Consigne 1 -
Répondez, s'il vous plaît, à ces questions sur l'extrait consacré à Fukushima et au charbon :
(a) Combien de décès sont jusqu'à présent directement imputables au dégagement de particules radioactives ?
(b) À quelle date ont eu lieu le séisme et le tsunami ?
(c) Combien de mineurs meurent chaque année dans les coups de grisou et sous les galeries effondrées ?
====== Extrait de texte ======
Les médias en font-ils trop ? Ici ou là se lèvent quelques voix pour relativiser le désastre en cours dans la centrale de Fukushima 1. Certains rappellent quelques vérités de bon sens. D’abord, le nombre de décès directement imputables au dégagement de particules radioactives est, jusqu’à présent, nul. Quant aux dommages économiques, ils sont très limités - comparés à l’impact global du séisme et du tsunami du 11 mars -, même s’ils s’inscrivent dans la durée. Ensuite, force est de reconnaître que d’autres sources d’énergie sont bien plus dangereuses que l’atome.

Le charbon, par exemple. Plusieurs milliers de mineurs meurent chaque année dans les coups de grisou, sous les galeries effondrées ; les mines de houille à ciel ouvert ravagent les paysages, exproprient les paysans, étêtent les montagnes, consomment et détruisent les terres arables... Ce n’est bien sûr pas tout : une fois sorti de terre, le charbon aggrave le changement climatique en cours, dont l’inertie rendra irréversibles - aux échelles de temps humaines - les dégâts qu’il occasionnera sur l’ensemble de la biosphère et sur les sociétés... Pourtant, les voix sont rares qui demandent de "sortir du charbon", quand il n’est question que du désastre nucléaire japonais.
======
Consigne 2 - Recopiez à l'identique les lignes de la liste situées entre la ligne contenant "of the street" et celle contenant "Query: street lamp post", incluses.
====== Jeu de données ======
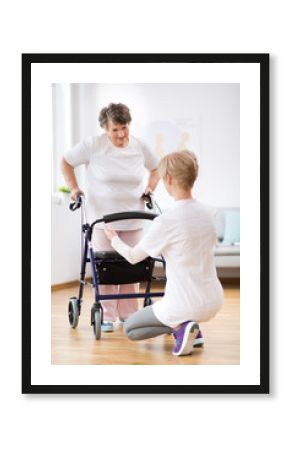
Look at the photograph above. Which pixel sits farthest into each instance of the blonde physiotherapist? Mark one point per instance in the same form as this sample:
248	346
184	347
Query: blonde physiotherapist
======
====== Jeu de données ======
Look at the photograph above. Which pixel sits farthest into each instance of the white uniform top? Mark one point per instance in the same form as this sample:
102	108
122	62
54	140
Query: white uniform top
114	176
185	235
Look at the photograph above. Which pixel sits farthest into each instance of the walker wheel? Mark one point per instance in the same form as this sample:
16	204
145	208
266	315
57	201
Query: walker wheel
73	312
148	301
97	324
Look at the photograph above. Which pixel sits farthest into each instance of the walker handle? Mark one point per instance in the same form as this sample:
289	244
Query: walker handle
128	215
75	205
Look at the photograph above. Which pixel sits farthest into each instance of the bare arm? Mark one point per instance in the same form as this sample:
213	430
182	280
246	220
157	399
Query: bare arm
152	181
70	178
======
====== Jeu de données ======
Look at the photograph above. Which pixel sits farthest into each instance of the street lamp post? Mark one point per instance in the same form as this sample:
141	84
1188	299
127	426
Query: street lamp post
======
Réponse complète 1 -
(a) Aucun : ce nombre est nul.
(b) Le 11 mars.
(c) Plusieurs milliers.

Réponse complète 2 -
Look at the photograph above. Which pixel sits farthest into each instance of the street lamp post? Mark one point per instance in the same form as this sample:
141	84
1188	299
127	426
Query: street lamp post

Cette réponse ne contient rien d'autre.